_Supplied passage_.

>>>>>

One of the most important aspects of a positive school community is relationships—those between staff and students and between the students themselves. Building strong relationships helps us be proactive and preventative in how we approach student behavior; the better we know our students, the more we know how to help them be successful.

Let’s talk about relationships within a school community, why they’re so important to the success of students, and how these relationships can be modeled in day-to-day interactions.

Student-Staff Relationships

Relationships between staff and students are at the core of a school’s community and culture. In fact, research demonstrates that positive, supportive staff-student relationships are a huge predictor of student success – both behavioral and academic. Building relationships with students on a foundation of positivity, trust, honesty, and compassion can be life-changing for both parties, but these relationships don’t develop overnight. The work involved can be characterized in three stages:

  1. Establish the Relationship. Start with active listening to learn about your students while providing them with space for the relationship to grow.
  2. Maintain the Relationship. Be proactive and actively work to sustain the quality of the relationship.
  3. Restore the Relationship. If the relationship is harmed, work toward repairing it with solution-focused strategies.

Below are some productive strategies for all three relationship stages.

  • Establishing the relationship
    • Learn and use students’ names and listen actively.
    • Spend time with each student, showing you know their preferences and interests.
    • Hold 1:1 “office hours” with students or small groups to provide more individualized attention.
    • Use appropriate communication style (e.g., verbal, visual, picture boards, augmented or assisted communication devices, sign language, full body communication).
    • Collaborate with school social workers and therapists around supporting needed skills for relationship-building.
  • Maintaining the relationship
    • Hold dedicated space for community building and conversation.SESI’s Behavior Tip of the Month Building Relationships student with staff
    • Recognize and celebrate student achievements.
    • Provide high-quality attention during all instruction.
    • Focus on what’s going well and reinforce behaviors that meet expectations.
    • Meet students’ sensory needs to promote engagement (e.g., noise blockers, weighted blanket).
    • Remain supportive and helpful even during difficult interactions.
  • Restoring the relationship
    • Continue to offer help when maladaptive or challenging behaviors occur.
    • Create space where students can share perspectives without judgment.
    • Actively listen. Repeat back what you heard to check for understanding.
    • Facilitate restorative conversations, where both parties take responsibility for any harm caused and create an action plan for success.
    • Provide additional processing space as needed during restorative conversations.
    • Quickly return to reinforcing expectations and positive interactions after challenging behaviors are processed.

You probably use many of these strategies every day; thinking about where these strategies interact with successful student-staff relationships can help strengthen those relationships and encourage more thoughtful, intentional interactions.

Student-Student Relationships

Positive peer relationships between students create an environment where students feel safe, comfortable, and like they belong to a bigger community. When students feel safe, comfortable, and part of the community, they are more engaged and experience more academic success. To accomplish this, we must provide students with ample opportunity to learn, practice, and receive feedback about peer interactions so they can create, maintain, and generalize their social interaction skills.

<<<<<

_Dataset entries_.
>>>>>

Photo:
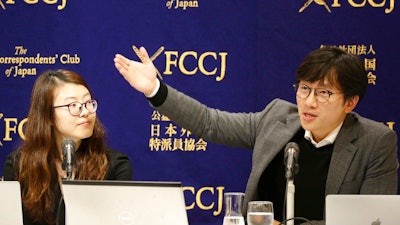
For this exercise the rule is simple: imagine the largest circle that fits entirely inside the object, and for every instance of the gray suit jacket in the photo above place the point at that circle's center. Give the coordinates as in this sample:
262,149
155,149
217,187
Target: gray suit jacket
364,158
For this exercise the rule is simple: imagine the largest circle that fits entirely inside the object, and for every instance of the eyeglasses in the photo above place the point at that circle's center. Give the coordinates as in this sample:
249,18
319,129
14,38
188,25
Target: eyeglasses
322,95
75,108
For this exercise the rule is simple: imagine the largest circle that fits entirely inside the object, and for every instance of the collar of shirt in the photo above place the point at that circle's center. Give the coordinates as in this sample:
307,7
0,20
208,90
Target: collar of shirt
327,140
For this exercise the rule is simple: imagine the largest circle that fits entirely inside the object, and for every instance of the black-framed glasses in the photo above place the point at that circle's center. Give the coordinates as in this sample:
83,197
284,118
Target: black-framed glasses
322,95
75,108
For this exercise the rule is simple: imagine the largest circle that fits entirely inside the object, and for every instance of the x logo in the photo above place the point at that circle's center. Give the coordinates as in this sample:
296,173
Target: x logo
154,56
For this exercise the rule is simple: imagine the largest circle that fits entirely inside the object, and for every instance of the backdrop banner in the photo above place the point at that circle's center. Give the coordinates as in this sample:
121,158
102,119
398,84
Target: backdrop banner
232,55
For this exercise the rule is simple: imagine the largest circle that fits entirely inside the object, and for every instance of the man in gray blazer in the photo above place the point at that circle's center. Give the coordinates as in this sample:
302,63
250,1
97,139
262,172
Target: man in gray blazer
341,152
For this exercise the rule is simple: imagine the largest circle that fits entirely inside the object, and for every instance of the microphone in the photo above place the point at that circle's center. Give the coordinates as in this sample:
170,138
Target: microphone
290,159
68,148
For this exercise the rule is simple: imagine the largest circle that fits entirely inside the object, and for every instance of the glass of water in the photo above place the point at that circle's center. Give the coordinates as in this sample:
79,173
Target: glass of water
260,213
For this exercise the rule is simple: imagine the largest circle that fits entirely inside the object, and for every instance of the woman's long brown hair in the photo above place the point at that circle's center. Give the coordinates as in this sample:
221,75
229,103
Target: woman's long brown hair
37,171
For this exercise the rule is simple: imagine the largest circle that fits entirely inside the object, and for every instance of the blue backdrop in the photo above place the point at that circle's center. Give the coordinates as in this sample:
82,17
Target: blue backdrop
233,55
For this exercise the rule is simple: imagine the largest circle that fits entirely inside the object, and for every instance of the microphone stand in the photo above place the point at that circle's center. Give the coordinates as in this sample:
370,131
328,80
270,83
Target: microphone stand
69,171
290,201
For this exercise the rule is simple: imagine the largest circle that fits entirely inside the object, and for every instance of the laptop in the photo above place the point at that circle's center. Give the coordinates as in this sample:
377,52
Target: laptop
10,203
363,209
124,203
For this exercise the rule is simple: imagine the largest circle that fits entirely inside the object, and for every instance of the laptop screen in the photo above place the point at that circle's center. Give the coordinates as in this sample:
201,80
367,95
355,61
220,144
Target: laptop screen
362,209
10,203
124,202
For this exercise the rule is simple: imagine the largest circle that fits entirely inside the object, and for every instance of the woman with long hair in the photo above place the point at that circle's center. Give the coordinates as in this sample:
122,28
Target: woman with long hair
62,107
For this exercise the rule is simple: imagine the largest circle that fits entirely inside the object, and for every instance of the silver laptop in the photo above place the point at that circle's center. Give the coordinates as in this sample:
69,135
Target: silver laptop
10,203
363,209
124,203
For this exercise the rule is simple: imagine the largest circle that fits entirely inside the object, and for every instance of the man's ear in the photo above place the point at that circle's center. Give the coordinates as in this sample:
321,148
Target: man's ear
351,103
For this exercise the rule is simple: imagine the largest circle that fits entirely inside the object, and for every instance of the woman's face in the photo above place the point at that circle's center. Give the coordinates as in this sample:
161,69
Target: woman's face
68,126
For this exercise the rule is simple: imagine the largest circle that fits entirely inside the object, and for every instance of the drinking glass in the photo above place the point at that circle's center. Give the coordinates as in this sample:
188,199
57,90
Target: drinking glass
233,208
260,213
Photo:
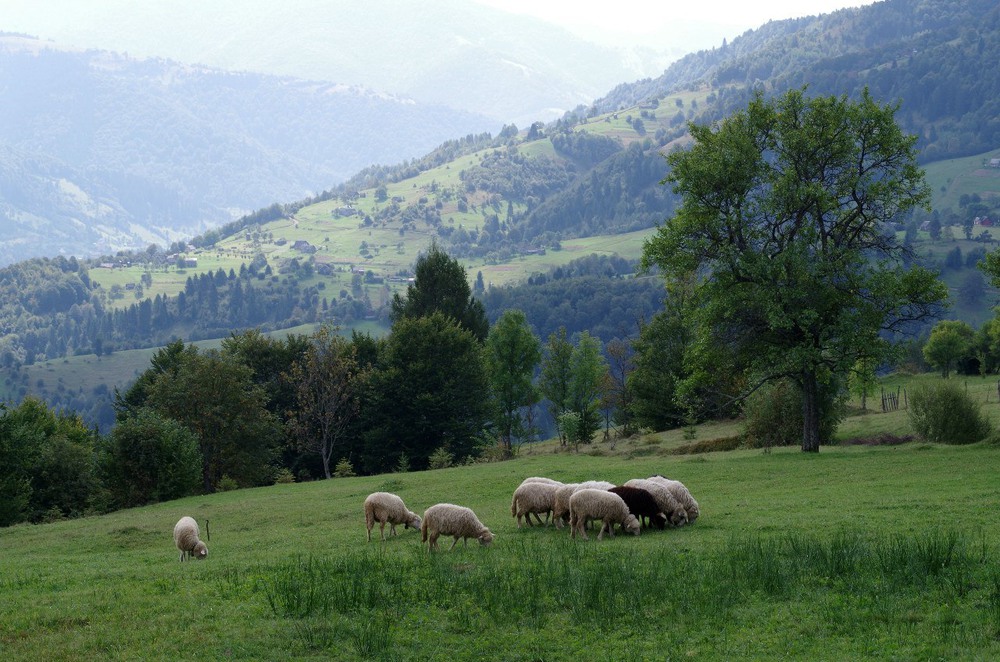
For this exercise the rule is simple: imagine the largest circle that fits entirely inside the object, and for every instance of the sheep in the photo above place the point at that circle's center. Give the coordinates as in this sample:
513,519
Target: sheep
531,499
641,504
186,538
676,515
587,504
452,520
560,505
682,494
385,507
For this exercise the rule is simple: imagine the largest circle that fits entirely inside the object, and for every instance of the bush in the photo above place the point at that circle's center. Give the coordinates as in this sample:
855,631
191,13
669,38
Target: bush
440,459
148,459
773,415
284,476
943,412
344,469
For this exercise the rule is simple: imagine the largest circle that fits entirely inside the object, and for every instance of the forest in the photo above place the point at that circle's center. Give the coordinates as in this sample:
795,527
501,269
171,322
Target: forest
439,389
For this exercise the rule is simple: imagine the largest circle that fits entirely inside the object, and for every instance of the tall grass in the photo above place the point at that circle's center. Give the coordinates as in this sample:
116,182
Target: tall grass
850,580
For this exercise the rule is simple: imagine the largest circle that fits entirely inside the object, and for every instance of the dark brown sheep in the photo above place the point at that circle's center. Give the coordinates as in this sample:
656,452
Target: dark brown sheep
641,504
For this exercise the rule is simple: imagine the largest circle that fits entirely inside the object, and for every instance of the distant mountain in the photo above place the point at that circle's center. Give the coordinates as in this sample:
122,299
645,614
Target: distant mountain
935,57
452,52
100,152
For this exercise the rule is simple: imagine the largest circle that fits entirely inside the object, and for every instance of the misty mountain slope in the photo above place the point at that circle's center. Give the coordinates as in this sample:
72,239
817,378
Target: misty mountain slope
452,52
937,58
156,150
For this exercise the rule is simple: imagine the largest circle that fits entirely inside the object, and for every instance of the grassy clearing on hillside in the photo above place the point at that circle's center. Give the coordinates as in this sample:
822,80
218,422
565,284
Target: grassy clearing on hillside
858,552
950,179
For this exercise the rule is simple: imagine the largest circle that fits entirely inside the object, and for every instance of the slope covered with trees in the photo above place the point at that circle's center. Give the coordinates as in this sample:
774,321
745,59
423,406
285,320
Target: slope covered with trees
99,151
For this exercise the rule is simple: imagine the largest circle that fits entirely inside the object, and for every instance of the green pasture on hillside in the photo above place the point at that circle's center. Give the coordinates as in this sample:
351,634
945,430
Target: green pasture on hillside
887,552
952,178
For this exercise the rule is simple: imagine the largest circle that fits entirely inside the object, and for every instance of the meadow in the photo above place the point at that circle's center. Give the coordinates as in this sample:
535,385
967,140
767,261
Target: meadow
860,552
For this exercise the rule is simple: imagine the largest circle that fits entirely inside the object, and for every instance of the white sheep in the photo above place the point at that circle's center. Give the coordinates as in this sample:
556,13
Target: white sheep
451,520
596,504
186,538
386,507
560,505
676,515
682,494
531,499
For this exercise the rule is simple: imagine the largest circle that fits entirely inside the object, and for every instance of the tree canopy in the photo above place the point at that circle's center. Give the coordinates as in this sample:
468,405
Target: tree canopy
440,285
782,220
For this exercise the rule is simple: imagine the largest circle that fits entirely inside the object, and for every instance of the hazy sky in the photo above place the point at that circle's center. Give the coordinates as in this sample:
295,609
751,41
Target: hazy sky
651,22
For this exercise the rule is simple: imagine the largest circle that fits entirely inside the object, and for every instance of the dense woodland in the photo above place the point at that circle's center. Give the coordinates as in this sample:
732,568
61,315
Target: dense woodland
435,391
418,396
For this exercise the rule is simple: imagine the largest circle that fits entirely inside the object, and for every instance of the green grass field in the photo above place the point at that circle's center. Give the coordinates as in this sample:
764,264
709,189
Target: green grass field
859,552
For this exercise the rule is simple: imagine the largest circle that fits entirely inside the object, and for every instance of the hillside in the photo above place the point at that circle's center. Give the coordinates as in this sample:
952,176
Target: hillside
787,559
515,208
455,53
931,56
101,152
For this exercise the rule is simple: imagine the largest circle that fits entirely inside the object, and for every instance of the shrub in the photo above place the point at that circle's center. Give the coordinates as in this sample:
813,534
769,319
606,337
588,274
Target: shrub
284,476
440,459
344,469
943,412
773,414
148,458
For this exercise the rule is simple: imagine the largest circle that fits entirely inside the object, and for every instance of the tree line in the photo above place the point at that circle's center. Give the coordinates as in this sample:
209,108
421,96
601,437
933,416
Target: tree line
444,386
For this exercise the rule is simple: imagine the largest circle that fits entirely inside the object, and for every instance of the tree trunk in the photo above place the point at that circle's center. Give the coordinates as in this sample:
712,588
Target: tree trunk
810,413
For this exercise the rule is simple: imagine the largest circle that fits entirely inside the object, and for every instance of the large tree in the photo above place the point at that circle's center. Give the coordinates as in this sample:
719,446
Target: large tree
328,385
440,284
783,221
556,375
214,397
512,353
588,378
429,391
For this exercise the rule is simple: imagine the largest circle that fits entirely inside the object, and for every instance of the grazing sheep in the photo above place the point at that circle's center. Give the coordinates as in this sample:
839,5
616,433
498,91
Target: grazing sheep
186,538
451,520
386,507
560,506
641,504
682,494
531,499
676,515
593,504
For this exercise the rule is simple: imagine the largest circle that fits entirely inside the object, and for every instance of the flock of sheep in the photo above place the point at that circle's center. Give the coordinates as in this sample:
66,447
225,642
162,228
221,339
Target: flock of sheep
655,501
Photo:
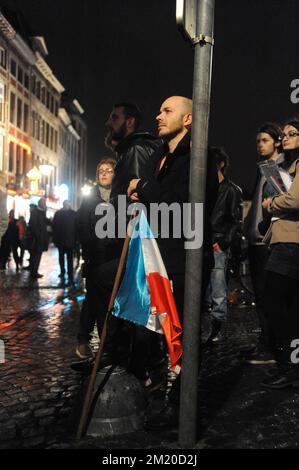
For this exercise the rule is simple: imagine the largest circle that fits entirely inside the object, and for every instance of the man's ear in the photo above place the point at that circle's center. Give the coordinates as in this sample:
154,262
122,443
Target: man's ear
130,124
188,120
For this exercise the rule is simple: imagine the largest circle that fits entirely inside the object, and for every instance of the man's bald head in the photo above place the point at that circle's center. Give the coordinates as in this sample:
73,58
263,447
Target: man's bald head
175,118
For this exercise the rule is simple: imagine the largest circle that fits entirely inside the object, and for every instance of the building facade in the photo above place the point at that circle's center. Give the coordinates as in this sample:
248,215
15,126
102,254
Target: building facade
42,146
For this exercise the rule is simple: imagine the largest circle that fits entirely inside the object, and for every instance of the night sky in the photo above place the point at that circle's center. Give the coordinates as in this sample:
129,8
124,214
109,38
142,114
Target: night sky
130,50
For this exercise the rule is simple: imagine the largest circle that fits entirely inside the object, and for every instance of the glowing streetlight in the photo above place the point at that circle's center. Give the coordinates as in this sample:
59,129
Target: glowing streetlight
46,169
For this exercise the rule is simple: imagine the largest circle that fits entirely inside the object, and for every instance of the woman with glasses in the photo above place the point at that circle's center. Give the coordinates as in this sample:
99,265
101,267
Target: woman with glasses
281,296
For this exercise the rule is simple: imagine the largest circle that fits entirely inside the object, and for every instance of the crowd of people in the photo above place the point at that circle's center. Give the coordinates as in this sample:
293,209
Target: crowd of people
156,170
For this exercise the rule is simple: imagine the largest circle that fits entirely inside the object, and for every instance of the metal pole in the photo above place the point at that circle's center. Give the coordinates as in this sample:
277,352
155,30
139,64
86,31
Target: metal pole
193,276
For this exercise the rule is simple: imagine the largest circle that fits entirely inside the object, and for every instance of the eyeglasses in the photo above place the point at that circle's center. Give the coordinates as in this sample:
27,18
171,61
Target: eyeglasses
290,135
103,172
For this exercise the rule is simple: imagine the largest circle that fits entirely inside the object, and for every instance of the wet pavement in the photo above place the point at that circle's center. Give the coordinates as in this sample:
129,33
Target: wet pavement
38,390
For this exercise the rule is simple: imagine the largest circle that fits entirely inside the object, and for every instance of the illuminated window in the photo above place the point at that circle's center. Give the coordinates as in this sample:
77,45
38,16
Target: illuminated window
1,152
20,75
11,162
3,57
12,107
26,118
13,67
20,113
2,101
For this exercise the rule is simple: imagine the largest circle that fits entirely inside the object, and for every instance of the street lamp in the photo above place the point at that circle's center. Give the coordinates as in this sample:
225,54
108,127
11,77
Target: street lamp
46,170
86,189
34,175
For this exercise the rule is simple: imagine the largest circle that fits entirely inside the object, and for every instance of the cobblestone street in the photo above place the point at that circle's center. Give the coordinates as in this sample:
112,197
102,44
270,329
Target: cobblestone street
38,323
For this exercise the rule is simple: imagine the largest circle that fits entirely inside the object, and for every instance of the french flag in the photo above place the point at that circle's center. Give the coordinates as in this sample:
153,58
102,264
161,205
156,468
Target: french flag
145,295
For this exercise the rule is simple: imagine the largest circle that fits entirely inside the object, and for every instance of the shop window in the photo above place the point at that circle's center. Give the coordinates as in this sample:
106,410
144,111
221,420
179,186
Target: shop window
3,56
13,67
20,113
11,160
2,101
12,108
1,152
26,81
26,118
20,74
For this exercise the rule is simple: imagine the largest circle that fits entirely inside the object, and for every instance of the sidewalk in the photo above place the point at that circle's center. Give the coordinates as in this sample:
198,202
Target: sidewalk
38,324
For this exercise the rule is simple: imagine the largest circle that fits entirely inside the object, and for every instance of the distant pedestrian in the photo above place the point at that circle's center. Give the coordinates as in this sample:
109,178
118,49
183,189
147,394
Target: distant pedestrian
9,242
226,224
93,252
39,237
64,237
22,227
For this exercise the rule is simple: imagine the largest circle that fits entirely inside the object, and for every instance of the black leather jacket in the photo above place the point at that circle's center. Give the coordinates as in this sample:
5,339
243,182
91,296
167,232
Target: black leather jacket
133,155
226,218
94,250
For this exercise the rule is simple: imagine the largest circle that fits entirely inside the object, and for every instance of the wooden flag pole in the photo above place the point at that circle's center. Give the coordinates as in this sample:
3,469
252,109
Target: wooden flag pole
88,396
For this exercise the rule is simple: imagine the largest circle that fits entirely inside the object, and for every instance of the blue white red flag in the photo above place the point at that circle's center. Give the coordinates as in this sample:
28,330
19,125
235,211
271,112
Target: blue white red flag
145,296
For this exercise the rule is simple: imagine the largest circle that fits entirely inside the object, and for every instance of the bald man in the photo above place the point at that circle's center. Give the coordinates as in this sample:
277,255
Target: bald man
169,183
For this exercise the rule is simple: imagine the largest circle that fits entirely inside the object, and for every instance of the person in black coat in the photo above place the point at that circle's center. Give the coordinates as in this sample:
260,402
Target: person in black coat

<<<<<

_Questions_.
(1) Print the section of the passage on school relationships starting with "2. Maintain the" and going on through "full body communication).".
(2) Answer these questions using the passage on school relationships:
(a) Into how many stages does it divide the work of building student-staff relationships?
(b) What two examples does it give of ways to meet students' sensory needs?
(c) According to its section on student-student relationships, what happens when students feel safe, comfortable, and part of the community?

_Solutions to each task_.
(1)
2. Maintain the Relationship. Be proactive and actively work to sustain the quality of the relationship.
  3. Restore the Relationship. If the relationship is harmed, work toward repairing it with solution-focused strategies.

Below are some productive strategies for all three relationship stages.

  • Establishing the relationship
    • Learn and use students’ names and listen actively.
    • Spend time with each student, showing you know their preferences and interests.
    • Hold 1:1 “office hours” with students or small groups to provide more individualized attention.
    • Use appropriate communication style (e.g., verbal, visual, picture boards, augmented or assisted communication devices, sign language, full body communication).

(2)
(a) Three stages: establish, maintain, and restore the relationship.
(b) Noise blockers and a weighted blanket.
(c) They are more engaged and experience more academic success.